▶ _Given task_: Copy the part of the data that opens with the line containing "Shelf-audit task: drop a dot on every instance of the pink" and runs through the end of the data, substituting "sliding door" for "glass door" and changing nothing else.

▶ _Materials provided_:
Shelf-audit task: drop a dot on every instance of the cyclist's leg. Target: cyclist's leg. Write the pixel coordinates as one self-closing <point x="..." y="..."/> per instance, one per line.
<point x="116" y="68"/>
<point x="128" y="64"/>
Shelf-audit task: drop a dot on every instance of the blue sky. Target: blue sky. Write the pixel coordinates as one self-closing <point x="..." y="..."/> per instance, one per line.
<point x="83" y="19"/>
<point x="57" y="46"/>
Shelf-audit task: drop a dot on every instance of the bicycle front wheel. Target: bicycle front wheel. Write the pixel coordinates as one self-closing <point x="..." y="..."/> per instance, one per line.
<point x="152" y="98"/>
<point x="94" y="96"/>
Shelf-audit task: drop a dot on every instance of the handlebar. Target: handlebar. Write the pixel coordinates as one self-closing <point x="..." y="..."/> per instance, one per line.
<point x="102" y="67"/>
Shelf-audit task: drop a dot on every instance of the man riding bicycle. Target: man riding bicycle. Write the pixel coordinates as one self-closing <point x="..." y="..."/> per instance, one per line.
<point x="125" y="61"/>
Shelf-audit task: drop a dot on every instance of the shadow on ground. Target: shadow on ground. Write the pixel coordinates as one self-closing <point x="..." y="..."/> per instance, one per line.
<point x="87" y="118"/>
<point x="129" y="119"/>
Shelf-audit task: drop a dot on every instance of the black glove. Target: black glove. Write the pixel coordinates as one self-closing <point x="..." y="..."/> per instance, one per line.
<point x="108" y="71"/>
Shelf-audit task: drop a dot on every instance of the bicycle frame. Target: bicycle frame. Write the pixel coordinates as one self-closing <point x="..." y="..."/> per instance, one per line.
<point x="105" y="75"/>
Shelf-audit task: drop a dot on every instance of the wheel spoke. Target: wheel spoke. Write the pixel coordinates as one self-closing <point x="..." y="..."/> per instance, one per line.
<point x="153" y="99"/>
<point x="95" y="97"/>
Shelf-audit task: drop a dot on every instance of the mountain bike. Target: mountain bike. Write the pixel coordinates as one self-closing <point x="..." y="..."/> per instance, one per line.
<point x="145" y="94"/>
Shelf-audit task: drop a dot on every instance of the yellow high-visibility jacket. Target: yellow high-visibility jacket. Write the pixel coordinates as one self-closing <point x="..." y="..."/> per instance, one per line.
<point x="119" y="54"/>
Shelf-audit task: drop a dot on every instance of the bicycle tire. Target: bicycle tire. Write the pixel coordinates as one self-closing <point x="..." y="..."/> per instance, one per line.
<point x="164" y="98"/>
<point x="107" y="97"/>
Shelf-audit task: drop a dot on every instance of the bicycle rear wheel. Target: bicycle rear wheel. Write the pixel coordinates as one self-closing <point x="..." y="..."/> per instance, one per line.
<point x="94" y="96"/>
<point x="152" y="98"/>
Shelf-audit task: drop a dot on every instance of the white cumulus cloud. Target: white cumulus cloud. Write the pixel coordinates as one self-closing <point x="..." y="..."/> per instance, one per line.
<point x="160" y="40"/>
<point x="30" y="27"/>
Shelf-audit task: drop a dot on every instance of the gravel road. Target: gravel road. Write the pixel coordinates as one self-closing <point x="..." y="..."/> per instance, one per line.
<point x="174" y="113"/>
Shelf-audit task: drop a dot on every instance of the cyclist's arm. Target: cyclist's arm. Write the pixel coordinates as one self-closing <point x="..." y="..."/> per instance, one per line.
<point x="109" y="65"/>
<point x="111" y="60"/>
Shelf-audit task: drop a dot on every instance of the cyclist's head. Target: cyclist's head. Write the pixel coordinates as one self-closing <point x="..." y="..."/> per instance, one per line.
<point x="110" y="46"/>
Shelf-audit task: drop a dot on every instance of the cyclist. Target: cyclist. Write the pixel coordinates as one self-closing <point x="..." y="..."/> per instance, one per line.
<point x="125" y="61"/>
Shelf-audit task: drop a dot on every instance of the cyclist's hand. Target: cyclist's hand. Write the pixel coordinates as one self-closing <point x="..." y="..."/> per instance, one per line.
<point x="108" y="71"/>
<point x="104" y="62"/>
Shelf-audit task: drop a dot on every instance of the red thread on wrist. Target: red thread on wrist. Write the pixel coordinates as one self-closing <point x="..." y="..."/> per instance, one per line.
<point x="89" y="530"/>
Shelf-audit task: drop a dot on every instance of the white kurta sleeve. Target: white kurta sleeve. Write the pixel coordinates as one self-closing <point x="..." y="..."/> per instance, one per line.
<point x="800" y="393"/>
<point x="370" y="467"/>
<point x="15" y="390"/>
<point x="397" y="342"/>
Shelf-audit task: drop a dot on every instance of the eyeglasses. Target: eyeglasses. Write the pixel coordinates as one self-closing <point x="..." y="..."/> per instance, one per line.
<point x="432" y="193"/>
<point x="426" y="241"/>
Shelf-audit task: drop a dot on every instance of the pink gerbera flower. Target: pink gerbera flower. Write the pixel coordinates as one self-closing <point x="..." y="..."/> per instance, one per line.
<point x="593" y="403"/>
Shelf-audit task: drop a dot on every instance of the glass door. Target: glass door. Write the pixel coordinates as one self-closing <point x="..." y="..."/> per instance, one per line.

▶ _Written solution_:
Shelf-audit task: drop a dot on every instance of the pink gerbera flower. Target: pink gerbera flower. Write the pixel coordinates as one self-closing <point x="..." y="..."/> per instance, one per line.
<point x="593" y="403"/>
Shelf-audit task: drop a dot on every instance of the sliding door. Target: sliding door. Write the pixel coordinates as one self-closing <point x="..." y="..."/> per instance, one per line.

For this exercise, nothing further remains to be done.